Task requirements. Return each line of the records below verbatim, leaving out the pictures.

Excerpted records.
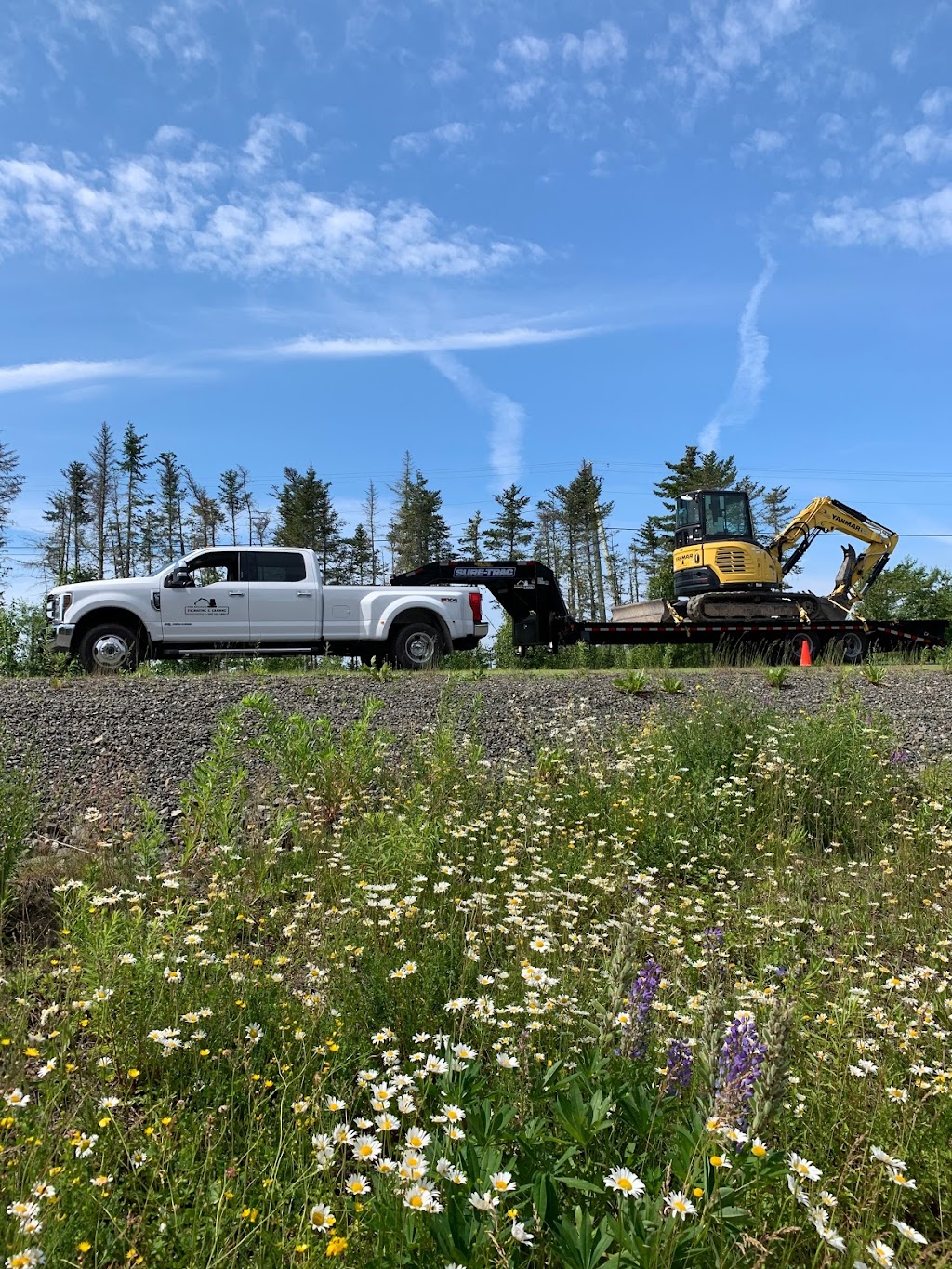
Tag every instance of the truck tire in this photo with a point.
(108, 649)
(416, 646)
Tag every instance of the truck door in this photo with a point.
(215, 608)
(284, 599)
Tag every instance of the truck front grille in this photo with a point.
(730, 562)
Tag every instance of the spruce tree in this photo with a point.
(10, 486)
(101, 469)
(509, 532)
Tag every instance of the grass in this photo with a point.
(409, 1008)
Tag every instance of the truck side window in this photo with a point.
(215, 566)
(274, 566)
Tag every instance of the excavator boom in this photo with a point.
(826, 515)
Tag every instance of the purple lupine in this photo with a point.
(680, 1064)
(712, 938)
(737, 1070)
(641, 993)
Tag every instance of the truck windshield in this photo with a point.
(728, 514)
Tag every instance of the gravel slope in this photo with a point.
(101, 741)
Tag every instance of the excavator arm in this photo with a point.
(826, 515)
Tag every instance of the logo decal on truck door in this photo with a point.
(205, 608)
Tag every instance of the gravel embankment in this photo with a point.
(99, 743)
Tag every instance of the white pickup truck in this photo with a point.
(263, 601)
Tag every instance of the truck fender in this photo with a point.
(402, 612)
(99, 615)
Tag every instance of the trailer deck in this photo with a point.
(530, 593)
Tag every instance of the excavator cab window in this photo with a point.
(726, 515)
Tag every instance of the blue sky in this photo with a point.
(501, 235)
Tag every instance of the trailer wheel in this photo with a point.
(851, 647)
(416, 646)
(108, 649)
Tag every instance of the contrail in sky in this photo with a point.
(751, 377)
(508, 416)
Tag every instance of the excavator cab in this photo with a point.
(715, 547)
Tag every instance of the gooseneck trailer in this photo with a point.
(530, 593)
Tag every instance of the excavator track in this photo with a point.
(760, 605)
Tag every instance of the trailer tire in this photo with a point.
(416, 646)
(108, 649)
(851, 647)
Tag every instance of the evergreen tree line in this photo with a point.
(122, 511)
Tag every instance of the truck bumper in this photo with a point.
(59, 637)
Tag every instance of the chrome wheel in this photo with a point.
(111, 653)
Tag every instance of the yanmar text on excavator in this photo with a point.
(729, 589)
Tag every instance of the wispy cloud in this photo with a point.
(706, 51)
(76, 375)
(448, 136)
(194, 207)
(920, 223)
(508, 416)
(750, 379)
(457, 341)
(45, 375)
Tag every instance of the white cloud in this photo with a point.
(447, 136)
(761, 141)
(211, 211)
(750, 378)
(173, 28)
(459, 341)
(44, 375)
(708, 49)
(264, 136)
(600, 46)
(921, 223)
(508, 416)
(528, 49)
(935, 103)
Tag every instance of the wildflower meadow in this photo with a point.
(662, 997)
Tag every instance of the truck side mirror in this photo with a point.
(179, 575)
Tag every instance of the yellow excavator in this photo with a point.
(721, 571)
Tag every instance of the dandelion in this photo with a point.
(25, 1259)
(322, 1219)
(419, 1198)
(881, 1252)
(909, 1233)
(680, 1205)
(624, 1181)
(483, 1202)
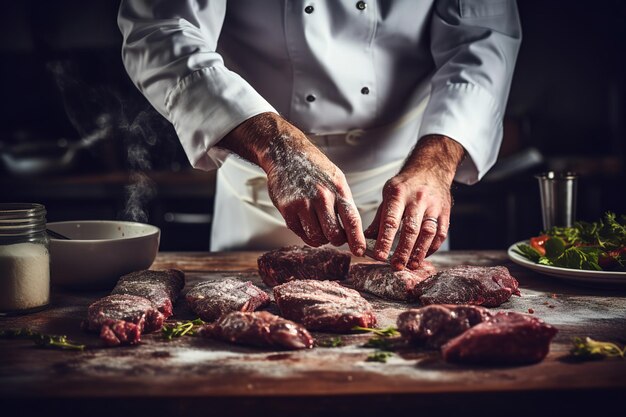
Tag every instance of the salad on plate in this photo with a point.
(595, 246)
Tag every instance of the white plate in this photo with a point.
(599, 278)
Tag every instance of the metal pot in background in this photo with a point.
(39, 157)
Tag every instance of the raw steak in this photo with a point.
(162, 288)
(259, 329)
(383, 281)
(120, 332)
(432, 326)
(506, 338)
(478, 285)
(302, 262)
(323, 305)
(210, 300)
(121, 318)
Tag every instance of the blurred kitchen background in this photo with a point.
(78, 137)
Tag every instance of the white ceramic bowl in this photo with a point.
(100, 251)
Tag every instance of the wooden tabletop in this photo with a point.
(191, 374)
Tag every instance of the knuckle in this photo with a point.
(392, 188)
(390, 223)
(410, 227)
(323, 196)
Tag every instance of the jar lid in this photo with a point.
(22, 218)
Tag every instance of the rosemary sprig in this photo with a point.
(180, 328)
(379, 356)
(40, 339)
(590, 348)
(332, 342)
(386, 332)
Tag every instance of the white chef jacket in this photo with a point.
(391, 71)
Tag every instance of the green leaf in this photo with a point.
(528, 252)
(332, 342)
(588, 347)
(379, 357)
(386, 332)
(555, 246)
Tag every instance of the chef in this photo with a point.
(327, 116)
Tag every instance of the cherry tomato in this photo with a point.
(538, 243)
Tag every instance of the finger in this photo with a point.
(372, 230)
(293, 223)
(311, 227)
(391, 215)
(409, 232)
(428, 231)
(351, 221)
(442, 232)
(327, 218)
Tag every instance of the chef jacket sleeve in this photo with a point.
(474, 44)
(169, 51)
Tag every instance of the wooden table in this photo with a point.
(195, 376)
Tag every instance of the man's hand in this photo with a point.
(310, 192)
(417, 203)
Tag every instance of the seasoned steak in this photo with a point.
(323, 305)
(302, 262)
(209, 300)
(506, 338)
(434, 325)
(478, 285)
(162, 288)
(120, 332)
(259, 328)
(383, 281)
(122, 307)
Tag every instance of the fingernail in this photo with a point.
(398, 266)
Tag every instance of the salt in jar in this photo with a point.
(24, 258)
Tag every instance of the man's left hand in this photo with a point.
(416, 203)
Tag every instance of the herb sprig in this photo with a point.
(41, 339)
(590, 348)
(181, 328)
(382, 341)
(332, 342)
(594, 246)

Completed exercise.
Tag every instance of the truck tire in this photo with a point.
(108, 649)
(416, 646)
Tag every instance of the truck door in this photo with a point.
(215, 608)
(284, 599)
Tag every instance of the truck front grille in this photo with a point.
(730, 562)
Tag every instance of the spruce tree in this photo with a point.
(10, 486)
(101, 469)
(509, 532)
Tag every instance of the grass in this photo with a point.
(409, 1008)
Tag every instance of the truck side window in this photo with a point.
(215, 566)
(274, 566)
Tag every instance of the excavator boom in this photo with a point.
(826, 515)
Tag every instance of the purple lupine in this photo with a point.
(680, 1064)
(712, 938)
(737, 1070)
(641, 993)
Tag every instance of the truck windshield in this photo with a point.
(728, 514)
Tag every instance of the gravel slope in this photo with a point.
(101, 741)
Tag every instance of the excavator arm in this photo with a point.
(826, 515)
Tag every instance of the logo decal on truck door in this photo with a point.
(205, 608)
Tag every instance of the gravel embankment in this photo with a point.
(99, 743)
Tag every instance of the white pickup truck in this photo with a point.
(263, 601)
Tag every instance of the truck fender in this photo with a point.
(402, 612)
(99, 615)
Tag every instance of the trailer deck in this photo with a point.
(530, 593)
Tag every instance of the excavator cab window in this photo with a point.
(726, 515)
Tag every instance of the blue sky in this photo with a point.
(501, 235)
Tag every instance of the trailer wheel in this photo with a point.
(851, 647)
(416, 646)
(108, 649)
Tag every instance of the contrail in sky in this photo with a point.
(751, 377)
(508, 416)
Tag every instance of the excavator cab in this photo with a point.
(715, 547)
Tag every instance of the gooseneck trailer in this photo with a point.
(530, 593)
Tag every instance of the excavator track in this photo with a point.
(760, 605)
Tag every instance of the trailer tire in this photo with a point.
(416, 646)
(108, 649)
(851, 647)
Tag every instance of the evergreen tree line in this photo with a point.
(122, 511)
Tag every instance of the truck bumper in this photo with a point.
(59, 637)
Tag every instance of the chrome wheel in this photo with a point.
(111, 653)
Tag every instance of the yanmar text on excavator in this photo with a point.
(729, 589)
Tag every instance of the wispy cloud in this photo with a point.
(706, 51)
(76, 375)
(448, 136)
(194, 207)
(920, 223)
(508, 416)
(750, 379)
(457, 341)
(45, 375)
Tag every instance of the white cloud in this photo with a point.
(447, 136)
(761, 141)
(211, 211)
(750, 378)
(173, 28)
(459, 341)
(44, 375)
(708, 49)
(264, 136)
(600, 46)
(921, 223)
(508, 416)
(528, 49)
(935, 103)
Tag every instance of the wildflower meadow in this photo with a point.
(662, 997)
Tag every instance of the truck side mirror in this photo with a point.
(179, 575)
Tag every instance of the yellow excavator in this photo with a point.
(721, 571)
Tag every instance of the dandelion in this photo with a point.
(25, 1259)
(322, 1219)
(419, 1198)
(881, 1252)
(909, 1233)
(680, 1205)
(624, 1181)
(483, 1202)
Tag every instance of the salad on plate in this photo with a point.
(595, 246)
Tag every instance of the white plate in this photo with a point.
(599, 278)
Tag every instance of the metal pot in background in this photo with a point.
(39, 157)
Tag every instance of the raw steak in this photo with a point.
(162, 288)
(259, 329)
(383, 281)
(120, 332)
(432, 326)
(506, 338)
(478, 285)
(302, 262)
(323, 305)
(210, 300)
(121, 318)
Tag every instance of the blurred kitchen background in this photo with a point.
(78, 137)
Tag every instance of the white ceramic bowl in this photo with a point.
(100, 251)
Tag every instance of the wooden tabletop in this photo with a point.
(191, 374)
Tag every instance of the knuckle in this photo with a point.
(392, 188)
(390, 223)
(410, 227)
(323, 196)
Tag every instance of the jar lid in this photo with a point.
(22, 218)
Tag every instance of the rosemary sprig in this photo with a point.
(180, 328)
(379, 356)
(40, 339)
(590, 348)
(332, 342)
(386, 332)
Tag every instance of the white chef jacket in this photo with a point.
(391, 71)
Tag every instance of the green leaf in this photo with a point.
(528, 252)
(332, 342)
(588, 347)
(379, 357)
(386, 332)
(555, 246)
Tag every instance of the chef in this photo with a point.
(327, 116)
Tag every instance of the cherry tomato in this photo with a point.
(538, 243)
Tag every instance of the finger in this photo with a point.
(372, 230)
(293, 223)
(311, 227)
(391, 215)
(409, 232)
(428, 231)
(351, 221)
(442, 232)
(327, 218)
Tag every instance of the chef jacket sleeve in this photo with a point.
(474, 44)
(169, 51)
Tag every instance of the wooden table in this photo with a point.
(195, 376)
Tag every instance of the man's hand in this photo with a point.
(310, 192)
(417, 203)
Tag every instance of the seasoned steak in this photo with a point.
(323, 305)
(302, 262)
(209, 300)
(506, 338)
(434, 325)
(478, 285)
(162, 288)
(120, 332)
(259, 328)
(383, 281)
(122, 307)
Tag every instance of the fingernail in this photo with a point.
(398, 266)
Tag every instance of the salt in jar in this photo with a point.
(24, 258)
Tag every instance of the man's left hand in this photo with a point.
(416, 203)
Tag every instance of the herb sprig in this photo with a point.
(41, 339)
(590, 348)
(181, 328)
(382, 341)
(332, 342)
(594, 246)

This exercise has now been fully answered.